• _TEXTE DU DOCUMENT_:
Une des premières, peut-être, c’est le lien historique entre les sciences humaines et la technique. C’est-à-dire qu’à l’UTC il y a toujours eu une culture très forte de la technologie au sens de l’étude des techniques avec de l’histoire des techniques, avec de la philosophie des techniques, avec les questions économiques en prise avec les techniques, etc. Il y a donc un laboratoire de sciences humaines et des enseignants du domaine des sciences humaines qui sont présents, qui sont très présents à l’UTC, et je pense que ça joue beaucoup. J’ai cité Bernard Stiegler [2], j’ai cité Isabelle Stengers [3] qui sont des philosophes, il y a également aujourd’hui des économistes qui se positionnent par exemple sur la décroissance. Aujourd’hui les gens qui travaillent dans le domaine des sciences humaines permettent d’apporter un regard un peu plus distancié sur la technologie qui amène, justement, à ne pas prendre peur devant des mots comme low-tech ou décroissance, mais à comprendre que ce sont des façons de penser, on pourrait presque dire que ce sont des paradigmes différents.
Le premier point qui fait que l’UTC est un lieu qui peut accueillir le concept de low-tech et associer les concepts de low-tech et d’ingénierie, c’est donc la place des sciences humaines.
Un autre point qui me paraît extrêmement important c’est le mécanisme de choix des UV [Unité de valeur] parce qu’il permet une pluralité de l’offre. On ouvre aujourd’hui un cours « Low-technicisation et numérique » en tronc commun : tous les élèves ingénieurs qui passent par le tronc commun pourront le suivre, mais tous ne devront pas le suivre, et pour moi ça fait une différence importante. On ne va pas imposer aujourd’hui à tous les élèves ingénieurs – on pourrait décider de le faire demain – de suivre cet enseignement. Ça veut dire que parmi les ingénieurs qui vont sortir de l’UTC, il y en a qui auront acquis une double culture, en quelque sorte. Il y en a qui auront appris les techniques et méthodes qui relèvent du domaine du high-tech et qui auront aussi appris les domaines, les méthodes qui relèvent de la low-technicisation. En quelque sorte, ils viendront avec deux cordes à leur arc. Il y en a qui pourront choisir de ne rester que dans le chemin du high-tech et ils pourront se consacrer à cette voie-là. L’UTC permet ces deux trajectoires possibles.

• _TRAVAIL À FAIRE_:
[1] Les affirmations suivantes concordent-elles avec le texte sur les low-tech à l’UTC ? (a) Le cours « Low-technicisation et numérique » sera obligatoire pour tous les élèves ingénieurs du tronc commun. (b) Bernard Stiegler et Isabelle Stengers sont présentés comme des philosophes. (c) Le mécanisme de choix des UV permet une pluralité de l’offre. Répondez à chacune par oui ou par non, en citant à l’identique les mots du texte qui tranchent.
[2] Pouvez-vous extraire du texte sur les low-tech à l’UTC le passage allant de « Le premier point » à « des sciences humaines. », ces deux bornes comprises ?

[Entrées de données enregistrées]
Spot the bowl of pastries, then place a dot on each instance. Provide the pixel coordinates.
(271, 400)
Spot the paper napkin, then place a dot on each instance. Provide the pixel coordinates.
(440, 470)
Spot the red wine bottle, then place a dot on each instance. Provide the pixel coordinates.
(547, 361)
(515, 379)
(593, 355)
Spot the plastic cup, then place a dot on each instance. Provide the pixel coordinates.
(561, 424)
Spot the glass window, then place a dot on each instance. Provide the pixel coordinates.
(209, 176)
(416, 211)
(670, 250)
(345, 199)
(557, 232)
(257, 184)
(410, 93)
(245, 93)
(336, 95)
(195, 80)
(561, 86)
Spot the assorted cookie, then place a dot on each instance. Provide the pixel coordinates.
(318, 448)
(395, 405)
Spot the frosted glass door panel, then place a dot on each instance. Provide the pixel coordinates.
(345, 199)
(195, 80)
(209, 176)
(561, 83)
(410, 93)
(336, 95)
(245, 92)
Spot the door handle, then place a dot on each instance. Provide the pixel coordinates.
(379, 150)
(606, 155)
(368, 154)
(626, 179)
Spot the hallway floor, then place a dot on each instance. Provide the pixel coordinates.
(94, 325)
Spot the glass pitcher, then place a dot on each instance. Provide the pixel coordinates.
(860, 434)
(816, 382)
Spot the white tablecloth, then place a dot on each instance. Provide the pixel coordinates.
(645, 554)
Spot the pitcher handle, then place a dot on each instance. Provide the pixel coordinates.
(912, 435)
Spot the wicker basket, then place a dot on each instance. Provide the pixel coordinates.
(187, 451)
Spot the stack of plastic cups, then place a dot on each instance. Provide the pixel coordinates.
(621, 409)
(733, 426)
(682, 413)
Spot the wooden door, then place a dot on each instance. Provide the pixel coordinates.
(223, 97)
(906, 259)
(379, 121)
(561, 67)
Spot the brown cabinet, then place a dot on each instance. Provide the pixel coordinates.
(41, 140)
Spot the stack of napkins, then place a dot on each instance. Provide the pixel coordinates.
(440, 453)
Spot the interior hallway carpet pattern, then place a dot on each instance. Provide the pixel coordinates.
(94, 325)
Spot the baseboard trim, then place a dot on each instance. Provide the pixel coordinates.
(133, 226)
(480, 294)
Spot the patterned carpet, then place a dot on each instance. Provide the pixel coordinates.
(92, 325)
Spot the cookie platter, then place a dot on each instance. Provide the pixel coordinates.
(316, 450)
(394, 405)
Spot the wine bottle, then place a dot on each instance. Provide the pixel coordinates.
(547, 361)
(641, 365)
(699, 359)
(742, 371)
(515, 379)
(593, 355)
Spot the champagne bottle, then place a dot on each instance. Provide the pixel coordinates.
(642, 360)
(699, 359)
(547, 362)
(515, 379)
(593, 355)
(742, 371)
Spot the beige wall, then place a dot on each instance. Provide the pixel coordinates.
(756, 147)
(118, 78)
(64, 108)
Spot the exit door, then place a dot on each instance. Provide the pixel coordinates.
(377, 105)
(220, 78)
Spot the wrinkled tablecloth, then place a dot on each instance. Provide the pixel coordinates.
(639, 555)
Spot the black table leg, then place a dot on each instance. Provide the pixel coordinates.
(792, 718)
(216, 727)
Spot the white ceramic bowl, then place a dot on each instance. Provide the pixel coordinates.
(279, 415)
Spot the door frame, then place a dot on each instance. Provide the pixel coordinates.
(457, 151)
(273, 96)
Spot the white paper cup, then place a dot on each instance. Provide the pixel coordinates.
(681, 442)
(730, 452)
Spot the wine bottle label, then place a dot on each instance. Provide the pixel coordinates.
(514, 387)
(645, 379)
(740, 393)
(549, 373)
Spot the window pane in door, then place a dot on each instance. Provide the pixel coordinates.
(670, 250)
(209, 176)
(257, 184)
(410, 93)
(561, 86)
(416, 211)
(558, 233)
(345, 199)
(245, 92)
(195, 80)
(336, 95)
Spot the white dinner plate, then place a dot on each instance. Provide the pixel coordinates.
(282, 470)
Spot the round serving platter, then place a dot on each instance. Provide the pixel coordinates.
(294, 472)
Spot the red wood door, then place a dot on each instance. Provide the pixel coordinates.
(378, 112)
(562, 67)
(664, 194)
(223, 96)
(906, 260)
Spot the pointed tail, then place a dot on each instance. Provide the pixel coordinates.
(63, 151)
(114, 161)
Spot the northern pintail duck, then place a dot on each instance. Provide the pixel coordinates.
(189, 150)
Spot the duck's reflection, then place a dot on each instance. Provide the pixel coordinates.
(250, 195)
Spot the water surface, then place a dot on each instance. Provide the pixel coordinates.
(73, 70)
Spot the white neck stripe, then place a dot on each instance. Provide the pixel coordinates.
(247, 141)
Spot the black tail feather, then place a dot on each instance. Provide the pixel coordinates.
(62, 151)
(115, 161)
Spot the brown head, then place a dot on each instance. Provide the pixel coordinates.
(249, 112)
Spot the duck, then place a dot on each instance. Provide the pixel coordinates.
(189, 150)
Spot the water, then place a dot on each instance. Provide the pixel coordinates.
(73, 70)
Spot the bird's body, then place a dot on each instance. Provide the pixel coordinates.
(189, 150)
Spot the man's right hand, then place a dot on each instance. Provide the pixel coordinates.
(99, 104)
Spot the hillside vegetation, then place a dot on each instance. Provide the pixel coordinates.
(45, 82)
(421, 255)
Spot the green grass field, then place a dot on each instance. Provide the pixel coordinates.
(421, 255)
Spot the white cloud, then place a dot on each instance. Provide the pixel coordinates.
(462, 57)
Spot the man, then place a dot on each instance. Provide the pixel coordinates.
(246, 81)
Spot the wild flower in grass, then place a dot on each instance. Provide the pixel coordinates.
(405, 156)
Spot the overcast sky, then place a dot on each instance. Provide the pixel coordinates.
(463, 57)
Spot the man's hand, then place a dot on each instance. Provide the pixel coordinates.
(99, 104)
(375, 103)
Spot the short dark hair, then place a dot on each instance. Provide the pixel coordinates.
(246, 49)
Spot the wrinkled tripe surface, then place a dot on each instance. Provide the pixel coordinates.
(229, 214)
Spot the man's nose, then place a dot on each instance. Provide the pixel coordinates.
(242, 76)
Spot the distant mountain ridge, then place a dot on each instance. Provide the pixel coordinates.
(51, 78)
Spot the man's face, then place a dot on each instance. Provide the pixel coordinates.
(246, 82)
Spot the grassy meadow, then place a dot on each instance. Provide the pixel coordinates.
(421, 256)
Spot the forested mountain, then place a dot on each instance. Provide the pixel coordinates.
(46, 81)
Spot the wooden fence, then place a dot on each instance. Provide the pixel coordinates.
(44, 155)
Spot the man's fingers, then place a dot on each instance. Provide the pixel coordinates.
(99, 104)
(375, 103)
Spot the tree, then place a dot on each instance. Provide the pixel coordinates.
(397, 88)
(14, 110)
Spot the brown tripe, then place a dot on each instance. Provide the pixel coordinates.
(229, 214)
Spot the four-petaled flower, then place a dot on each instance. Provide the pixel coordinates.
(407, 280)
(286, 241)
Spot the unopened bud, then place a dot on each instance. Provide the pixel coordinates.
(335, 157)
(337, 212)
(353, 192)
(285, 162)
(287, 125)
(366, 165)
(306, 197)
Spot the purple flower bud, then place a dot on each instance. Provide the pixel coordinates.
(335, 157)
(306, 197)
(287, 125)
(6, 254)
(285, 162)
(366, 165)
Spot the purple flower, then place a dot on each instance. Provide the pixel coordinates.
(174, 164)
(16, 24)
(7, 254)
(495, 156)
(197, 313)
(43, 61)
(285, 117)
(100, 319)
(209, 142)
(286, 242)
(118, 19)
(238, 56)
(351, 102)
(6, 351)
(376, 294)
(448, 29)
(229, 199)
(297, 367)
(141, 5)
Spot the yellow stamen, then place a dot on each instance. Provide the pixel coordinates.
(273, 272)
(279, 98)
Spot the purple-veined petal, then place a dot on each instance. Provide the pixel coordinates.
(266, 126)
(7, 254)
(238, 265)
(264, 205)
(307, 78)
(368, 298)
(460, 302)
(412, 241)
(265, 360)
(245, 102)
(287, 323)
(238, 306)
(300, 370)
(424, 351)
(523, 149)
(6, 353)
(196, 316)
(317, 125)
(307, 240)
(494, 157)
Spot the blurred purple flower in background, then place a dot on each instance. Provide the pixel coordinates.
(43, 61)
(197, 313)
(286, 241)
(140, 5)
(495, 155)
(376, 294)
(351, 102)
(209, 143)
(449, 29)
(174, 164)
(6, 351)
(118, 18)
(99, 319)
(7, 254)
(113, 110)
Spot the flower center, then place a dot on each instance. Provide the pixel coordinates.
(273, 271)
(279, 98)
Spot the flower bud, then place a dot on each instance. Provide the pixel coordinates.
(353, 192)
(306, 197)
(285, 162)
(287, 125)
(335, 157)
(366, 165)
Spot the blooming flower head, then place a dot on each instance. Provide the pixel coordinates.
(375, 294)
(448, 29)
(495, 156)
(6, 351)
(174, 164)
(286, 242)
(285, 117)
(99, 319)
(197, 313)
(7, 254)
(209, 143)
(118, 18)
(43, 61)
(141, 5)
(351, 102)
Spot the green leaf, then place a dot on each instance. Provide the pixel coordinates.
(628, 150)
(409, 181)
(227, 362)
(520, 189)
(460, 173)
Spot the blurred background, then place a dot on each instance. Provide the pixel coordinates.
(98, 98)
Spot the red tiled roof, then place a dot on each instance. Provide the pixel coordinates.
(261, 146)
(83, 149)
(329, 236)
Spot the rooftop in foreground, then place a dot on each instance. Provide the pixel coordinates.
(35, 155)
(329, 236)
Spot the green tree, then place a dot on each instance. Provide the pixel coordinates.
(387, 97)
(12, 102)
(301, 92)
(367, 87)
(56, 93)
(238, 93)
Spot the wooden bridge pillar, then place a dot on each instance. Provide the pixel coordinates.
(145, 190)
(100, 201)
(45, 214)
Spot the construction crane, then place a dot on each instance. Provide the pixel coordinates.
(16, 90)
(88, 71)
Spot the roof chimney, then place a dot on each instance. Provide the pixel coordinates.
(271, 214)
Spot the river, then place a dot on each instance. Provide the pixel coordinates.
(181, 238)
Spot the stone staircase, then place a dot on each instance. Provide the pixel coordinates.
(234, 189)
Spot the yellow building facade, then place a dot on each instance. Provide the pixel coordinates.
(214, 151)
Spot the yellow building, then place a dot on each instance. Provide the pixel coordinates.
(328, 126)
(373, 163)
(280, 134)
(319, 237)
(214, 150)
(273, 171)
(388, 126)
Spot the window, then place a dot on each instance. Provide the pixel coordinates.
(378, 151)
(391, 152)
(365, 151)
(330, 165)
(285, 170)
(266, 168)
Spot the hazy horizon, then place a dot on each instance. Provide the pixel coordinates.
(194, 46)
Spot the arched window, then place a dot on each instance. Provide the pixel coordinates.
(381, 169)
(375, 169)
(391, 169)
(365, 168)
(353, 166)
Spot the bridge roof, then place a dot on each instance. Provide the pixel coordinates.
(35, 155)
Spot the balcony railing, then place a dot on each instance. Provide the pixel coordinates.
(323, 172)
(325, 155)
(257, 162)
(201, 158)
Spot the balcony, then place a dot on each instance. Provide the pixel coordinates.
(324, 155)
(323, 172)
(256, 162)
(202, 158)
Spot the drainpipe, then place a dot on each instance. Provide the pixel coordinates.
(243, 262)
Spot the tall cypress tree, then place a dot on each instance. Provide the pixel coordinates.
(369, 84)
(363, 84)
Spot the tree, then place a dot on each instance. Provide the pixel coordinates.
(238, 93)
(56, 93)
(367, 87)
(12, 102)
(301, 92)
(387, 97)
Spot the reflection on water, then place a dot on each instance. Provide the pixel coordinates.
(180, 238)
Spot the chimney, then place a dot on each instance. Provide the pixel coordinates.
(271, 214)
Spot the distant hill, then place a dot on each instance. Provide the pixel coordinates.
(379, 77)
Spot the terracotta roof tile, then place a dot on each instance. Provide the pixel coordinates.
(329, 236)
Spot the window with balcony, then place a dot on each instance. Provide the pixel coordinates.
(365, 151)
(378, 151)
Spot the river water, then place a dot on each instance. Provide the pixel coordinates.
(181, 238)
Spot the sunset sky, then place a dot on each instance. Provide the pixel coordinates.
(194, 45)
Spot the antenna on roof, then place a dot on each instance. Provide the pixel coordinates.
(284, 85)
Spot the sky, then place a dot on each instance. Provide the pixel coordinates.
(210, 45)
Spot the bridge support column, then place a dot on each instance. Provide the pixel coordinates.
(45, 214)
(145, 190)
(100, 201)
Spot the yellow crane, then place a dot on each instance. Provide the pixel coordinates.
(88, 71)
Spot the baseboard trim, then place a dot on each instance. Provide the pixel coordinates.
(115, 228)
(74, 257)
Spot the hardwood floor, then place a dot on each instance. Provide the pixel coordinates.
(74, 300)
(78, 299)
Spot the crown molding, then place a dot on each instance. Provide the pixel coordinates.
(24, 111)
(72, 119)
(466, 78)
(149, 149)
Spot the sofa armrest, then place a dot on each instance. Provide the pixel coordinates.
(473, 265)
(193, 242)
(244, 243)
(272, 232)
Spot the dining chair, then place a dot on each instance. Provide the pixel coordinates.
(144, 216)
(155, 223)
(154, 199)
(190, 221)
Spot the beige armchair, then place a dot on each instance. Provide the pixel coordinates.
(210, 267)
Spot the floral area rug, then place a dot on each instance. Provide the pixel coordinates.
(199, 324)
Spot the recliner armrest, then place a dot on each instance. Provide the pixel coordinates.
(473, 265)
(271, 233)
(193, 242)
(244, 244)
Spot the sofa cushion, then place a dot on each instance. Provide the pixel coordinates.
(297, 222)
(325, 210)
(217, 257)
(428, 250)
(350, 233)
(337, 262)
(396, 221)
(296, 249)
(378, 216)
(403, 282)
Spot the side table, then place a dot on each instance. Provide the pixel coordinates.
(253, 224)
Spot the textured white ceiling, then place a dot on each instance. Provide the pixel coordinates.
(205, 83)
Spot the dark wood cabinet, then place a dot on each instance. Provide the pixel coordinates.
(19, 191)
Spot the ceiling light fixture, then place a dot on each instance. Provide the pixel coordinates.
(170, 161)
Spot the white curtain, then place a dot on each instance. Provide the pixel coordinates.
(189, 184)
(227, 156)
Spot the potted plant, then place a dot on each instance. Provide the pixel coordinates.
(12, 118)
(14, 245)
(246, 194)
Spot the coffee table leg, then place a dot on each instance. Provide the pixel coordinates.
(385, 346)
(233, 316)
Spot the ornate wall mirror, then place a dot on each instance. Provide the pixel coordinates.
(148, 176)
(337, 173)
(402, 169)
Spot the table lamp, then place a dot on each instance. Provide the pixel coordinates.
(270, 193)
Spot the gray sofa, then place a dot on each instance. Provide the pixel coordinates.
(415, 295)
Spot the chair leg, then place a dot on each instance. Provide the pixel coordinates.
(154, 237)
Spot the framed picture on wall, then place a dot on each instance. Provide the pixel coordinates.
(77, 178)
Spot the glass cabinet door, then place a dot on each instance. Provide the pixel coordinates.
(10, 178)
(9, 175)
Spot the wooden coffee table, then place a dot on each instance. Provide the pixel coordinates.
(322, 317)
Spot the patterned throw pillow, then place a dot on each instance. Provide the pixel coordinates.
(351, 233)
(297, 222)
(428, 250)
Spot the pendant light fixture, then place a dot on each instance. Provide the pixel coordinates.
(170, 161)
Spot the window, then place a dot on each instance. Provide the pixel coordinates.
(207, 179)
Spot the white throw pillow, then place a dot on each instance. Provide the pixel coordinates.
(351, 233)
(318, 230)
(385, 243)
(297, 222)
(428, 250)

• _RÉPONSES ATTENDUES_:
[1]
(a) Non : « tous les élèves ingénieurs qui passent par le tronc commun pourront le suivre, mais tous ne devront pas le suivre ».
(b) Oui : « J’ai cité Bernard Stiegler [2], j’ai cité Isabelle Stengers [3] qui sont des philosophes ».
(c) Oui : « il permet une pluralité de l’offre ».

[2]
Le premier point qui fait que l’UTC est un lieu qui peut accueillir le concept de low-tech et associer les concepts de low-tech et d’ingénierie, c’est donc la place des sciences humaines.